# Exercise description
Answer these questions from the text on the Fourier transform of an image:
1. What must the number N be for the original image?
2. Where in the two-dimensional spectrum do the amplitudes of the low-frequency components end up?
3. What does the original image in Figure 24-9 show?

# Text

(begin)

The frequency spectrum of an image can be calculated in several ways, but the
FFT method presented here is the only one that is practical. The original image
must be composed of *N* rows by *N* columns, where *N* is a power of two, i.e.,
256, 512, 1024, etc. If the size of the original image is not a power of two,
pixels with a value of zero are added to make it the correct size. We will call
the two-dimensional array that holds the image the real array. In addition,
another array of the same size is needed, which we will call the imaginary
array.

The recipe for calculating the Fourier transform of an image is quite simple:
take the one-dimensional FFT of each of the rows, followed by the one-dimensional FFT of each of the columns. Specifically, start by taking the FFT
of the *N* pixel values in row 0 of the real array. The real part of the FFT's output
is placed back into row 0 of the real array, while the imaginary part of the FFT's
output is placed into row 0 of the imaginary array. After repeating this
procedure on rows 1 through *N*-1, both the real and imaginary arrays contain
an intermediate image. Next, the procedure is repeated on each of the *columns*
of the intermediate data. Take the *N* pixel values from column 0 of the real
array, *and* the *N* pixel values from column 0 of the imaginary array, and
calculate the FFT. The real part of the FFT's output is placed back into column
0 of the real array, while the imaginary part of the FFT's output is placed back
into column 0 of the imaginary array. After this is repeated on columns 1
through *N*-1, both arrays have been overwritten with the image's frequency
spectrum.

Since the vertical and horizontal directions are equivalent in an image, this algorithm can also be carried out by transforming the columns first and then transforming the rows. Regardless of the order used, the result is the same. From the way that the FFT keeps track of the data, the amplitudes of the low frequency components end up being at the corners of the two-dimensional spectrum, while the high frequencies are at the center. The inverse Fourier transform of an image is calculated by taking the inverse FFT of each row, followed by the inverse FFT of each column (or vice versa).

Figure 24-9 shows an example Fourier transform of an image. Figure (a) is the
original image, a microscopic view of the input stage of a 741 op amp
integrated circuit. Figure (b) shows the real and imaginary parts of the
frequency spectrum of this image. Since the frequency domain can contain
negative pixel values, the grayscale values of these images are offset such that
negative values are dark, zero is gray, and positive values are light. The low-frequency components in an image are normally much larger in amplitude than
the high-frequency components. This accounts for the very bright and dark
pixels at the four corners of (b). Other than this, the spectra of *typical* images
have no discernable order, appearing random. Of course, images can be
*contrived* to have any spectrum you desire.

As shown in (c), the polar form of an image spectrum is only slightly easier to understand. The low-frequencies in the magnitude have large positive values (the white corners), while the high-frequencies have small positive values (the black center). The phase looks the same at low and high-frequencies, appearing to run randomly between -π and π radians.

(end)

# Dataset rows
(begin)

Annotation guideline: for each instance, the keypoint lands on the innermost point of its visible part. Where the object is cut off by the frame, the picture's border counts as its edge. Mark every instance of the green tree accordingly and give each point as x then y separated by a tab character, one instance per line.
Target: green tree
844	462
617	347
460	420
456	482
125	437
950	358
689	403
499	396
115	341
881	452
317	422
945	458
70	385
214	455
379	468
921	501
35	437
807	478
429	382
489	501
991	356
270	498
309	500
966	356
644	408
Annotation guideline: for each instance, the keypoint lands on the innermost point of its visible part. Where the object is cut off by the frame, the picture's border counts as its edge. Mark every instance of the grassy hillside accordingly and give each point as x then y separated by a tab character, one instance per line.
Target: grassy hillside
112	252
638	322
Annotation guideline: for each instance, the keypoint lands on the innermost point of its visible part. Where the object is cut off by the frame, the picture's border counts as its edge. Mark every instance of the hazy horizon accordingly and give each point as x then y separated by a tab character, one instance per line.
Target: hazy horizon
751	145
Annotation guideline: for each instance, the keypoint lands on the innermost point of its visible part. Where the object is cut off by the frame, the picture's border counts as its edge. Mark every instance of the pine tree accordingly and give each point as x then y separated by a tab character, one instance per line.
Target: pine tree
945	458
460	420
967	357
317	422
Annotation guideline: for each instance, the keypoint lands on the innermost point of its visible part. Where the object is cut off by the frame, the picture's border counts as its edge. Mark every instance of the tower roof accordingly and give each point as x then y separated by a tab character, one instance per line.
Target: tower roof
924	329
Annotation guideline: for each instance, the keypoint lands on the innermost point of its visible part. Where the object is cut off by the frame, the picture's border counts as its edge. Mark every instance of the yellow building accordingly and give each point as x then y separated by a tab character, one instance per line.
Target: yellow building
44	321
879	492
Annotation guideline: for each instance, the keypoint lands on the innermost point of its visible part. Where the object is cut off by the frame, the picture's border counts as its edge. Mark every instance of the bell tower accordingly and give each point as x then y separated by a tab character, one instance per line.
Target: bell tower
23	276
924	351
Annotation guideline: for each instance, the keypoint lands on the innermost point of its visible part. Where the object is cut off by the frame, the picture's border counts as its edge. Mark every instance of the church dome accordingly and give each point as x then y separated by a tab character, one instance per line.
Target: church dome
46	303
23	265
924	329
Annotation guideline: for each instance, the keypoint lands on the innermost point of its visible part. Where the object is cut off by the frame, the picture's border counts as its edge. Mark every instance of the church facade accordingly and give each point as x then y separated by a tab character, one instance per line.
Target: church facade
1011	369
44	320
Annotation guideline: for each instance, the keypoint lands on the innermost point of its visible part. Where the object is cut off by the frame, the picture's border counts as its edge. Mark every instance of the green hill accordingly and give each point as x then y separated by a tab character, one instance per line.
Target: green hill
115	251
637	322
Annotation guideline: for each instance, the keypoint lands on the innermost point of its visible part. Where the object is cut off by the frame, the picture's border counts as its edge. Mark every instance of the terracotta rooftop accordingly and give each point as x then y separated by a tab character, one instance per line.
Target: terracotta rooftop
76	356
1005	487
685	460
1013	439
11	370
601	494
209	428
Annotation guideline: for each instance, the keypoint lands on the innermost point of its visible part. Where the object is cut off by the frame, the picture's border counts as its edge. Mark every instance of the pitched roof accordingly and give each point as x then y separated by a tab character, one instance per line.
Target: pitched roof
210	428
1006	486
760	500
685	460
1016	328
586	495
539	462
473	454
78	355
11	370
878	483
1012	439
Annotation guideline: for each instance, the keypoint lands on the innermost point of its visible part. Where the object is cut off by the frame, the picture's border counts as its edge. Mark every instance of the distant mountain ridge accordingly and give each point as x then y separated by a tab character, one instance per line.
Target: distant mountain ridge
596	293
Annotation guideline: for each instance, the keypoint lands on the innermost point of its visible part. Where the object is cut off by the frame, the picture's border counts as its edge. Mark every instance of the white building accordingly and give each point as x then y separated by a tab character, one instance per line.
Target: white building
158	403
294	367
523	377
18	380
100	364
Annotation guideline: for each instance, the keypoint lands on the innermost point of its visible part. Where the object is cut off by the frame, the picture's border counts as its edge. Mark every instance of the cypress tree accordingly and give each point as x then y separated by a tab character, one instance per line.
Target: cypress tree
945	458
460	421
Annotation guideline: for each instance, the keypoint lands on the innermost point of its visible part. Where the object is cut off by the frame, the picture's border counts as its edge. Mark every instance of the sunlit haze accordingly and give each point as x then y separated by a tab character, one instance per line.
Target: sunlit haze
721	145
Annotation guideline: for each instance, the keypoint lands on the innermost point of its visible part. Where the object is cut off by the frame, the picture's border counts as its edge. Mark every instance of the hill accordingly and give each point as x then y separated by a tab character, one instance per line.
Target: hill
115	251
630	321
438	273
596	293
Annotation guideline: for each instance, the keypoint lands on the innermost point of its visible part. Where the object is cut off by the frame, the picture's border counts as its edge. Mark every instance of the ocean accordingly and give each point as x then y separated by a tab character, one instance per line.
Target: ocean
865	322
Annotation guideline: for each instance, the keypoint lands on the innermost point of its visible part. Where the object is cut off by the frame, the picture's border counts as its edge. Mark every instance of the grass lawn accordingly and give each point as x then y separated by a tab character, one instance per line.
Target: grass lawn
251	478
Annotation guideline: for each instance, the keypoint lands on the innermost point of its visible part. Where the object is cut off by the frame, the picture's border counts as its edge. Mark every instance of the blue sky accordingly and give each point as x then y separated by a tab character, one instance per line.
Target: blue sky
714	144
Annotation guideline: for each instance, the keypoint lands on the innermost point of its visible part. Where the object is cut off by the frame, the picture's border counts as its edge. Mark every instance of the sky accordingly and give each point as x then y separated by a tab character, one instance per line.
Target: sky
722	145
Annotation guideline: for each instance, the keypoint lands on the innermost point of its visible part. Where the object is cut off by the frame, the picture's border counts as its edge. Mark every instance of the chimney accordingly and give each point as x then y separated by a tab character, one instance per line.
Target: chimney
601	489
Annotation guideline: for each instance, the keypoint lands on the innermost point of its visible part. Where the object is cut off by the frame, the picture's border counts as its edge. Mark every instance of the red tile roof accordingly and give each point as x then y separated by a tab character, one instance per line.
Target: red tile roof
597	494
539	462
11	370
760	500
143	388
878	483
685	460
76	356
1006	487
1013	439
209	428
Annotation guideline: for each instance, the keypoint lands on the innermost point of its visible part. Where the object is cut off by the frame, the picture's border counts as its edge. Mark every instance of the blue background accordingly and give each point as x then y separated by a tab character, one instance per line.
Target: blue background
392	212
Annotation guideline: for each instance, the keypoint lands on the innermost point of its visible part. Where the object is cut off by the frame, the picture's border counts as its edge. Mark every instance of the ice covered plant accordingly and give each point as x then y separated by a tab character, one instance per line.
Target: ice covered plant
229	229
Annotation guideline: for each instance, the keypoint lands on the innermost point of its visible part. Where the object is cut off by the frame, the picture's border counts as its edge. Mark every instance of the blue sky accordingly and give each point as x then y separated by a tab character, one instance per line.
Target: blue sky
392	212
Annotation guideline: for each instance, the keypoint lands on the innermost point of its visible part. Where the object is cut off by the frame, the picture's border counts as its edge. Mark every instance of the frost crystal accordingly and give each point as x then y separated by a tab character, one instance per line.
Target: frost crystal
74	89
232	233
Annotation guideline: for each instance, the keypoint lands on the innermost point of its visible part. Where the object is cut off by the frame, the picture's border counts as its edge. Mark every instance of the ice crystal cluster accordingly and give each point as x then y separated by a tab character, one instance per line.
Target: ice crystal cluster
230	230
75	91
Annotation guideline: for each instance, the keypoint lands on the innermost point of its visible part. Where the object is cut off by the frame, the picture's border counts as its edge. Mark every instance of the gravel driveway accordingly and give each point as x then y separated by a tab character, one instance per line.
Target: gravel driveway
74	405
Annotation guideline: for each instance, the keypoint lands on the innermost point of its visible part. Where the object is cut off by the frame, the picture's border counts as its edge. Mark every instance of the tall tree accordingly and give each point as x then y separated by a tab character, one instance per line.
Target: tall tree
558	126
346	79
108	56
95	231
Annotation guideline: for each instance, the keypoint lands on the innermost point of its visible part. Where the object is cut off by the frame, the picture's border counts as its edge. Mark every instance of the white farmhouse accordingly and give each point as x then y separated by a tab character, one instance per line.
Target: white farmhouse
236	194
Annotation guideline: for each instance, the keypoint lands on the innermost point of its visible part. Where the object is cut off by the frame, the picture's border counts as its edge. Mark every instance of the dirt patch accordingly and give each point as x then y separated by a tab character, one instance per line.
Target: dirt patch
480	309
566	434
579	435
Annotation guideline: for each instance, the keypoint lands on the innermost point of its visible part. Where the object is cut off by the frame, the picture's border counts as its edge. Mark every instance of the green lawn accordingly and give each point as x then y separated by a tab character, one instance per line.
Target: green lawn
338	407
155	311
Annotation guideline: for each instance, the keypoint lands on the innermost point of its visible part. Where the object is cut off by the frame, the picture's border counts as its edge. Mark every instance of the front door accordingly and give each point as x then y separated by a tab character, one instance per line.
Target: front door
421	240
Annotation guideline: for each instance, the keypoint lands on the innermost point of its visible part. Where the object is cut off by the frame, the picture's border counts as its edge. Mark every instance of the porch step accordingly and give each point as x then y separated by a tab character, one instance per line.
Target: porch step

(end)

# Exercise response
1. A power of two, such as 256, 512, or 1024.
2. At the corners of the spectrum.
3. A microscopic view of the input stage of a 741 op amp integrated circuit.